--- Begin ---
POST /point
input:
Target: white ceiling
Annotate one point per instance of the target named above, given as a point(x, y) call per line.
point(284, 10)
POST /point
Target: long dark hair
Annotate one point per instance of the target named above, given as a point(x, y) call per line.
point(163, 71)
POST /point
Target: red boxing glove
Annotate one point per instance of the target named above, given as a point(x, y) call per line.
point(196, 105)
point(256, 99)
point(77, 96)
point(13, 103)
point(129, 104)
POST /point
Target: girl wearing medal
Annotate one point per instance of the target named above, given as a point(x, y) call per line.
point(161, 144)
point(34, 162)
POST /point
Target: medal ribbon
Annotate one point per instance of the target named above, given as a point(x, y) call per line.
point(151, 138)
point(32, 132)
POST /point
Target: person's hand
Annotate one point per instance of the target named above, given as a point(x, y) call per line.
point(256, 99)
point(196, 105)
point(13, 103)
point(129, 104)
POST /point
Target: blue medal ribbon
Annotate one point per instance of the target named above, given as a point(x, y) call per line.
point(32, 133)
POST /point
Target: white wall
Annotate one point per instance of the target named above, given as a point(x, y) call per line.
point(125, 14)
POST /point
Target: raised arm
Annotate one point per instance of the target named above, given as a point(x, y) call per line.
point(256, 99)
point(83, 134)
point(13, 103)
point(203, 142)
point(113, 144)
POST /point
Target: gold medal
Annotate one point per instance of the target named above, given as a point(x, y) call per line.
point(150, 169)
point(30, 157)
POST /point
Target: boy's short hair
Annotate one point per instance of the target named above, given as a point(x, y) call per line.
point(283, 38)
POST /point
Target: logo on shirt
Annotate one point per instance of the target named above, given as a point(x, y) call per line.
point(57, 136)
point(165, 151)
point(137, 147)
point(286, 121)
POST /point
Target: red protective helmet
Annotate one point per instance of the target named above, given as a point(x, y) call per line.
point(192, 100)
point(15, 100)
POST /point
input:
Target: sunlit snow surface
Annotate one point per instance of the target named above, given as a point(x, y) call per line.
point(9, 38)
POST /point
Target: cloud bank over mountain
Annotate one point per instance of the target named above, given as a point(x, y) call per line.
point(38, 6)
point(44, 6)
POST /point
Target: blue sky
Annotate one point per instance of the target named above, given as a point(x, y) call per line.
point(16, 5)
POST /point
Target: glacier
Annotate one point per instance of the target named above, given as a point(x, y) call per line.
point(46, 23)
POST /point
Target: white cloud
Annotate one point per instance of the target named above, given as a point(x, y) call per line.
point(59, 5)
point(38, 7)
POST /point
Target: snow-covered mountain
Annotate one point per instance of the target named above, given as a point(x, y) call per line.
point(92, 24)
--- End ---
## Problem
Please rewrite the items from the start through the line containing "point(163, 71)", renaming "Annotate" to "Mark" and leaving everything else unchanged.

## Response
POST /point
input:
Target: white ceiling
Mark one point per instance of the target named above, given as a point(x, y) call per line.
point(284, 10)
POST /point
Target: long dark hair
Mark one point per instance of the target named above, given as a point(x, y) call per line.
point(163, 71)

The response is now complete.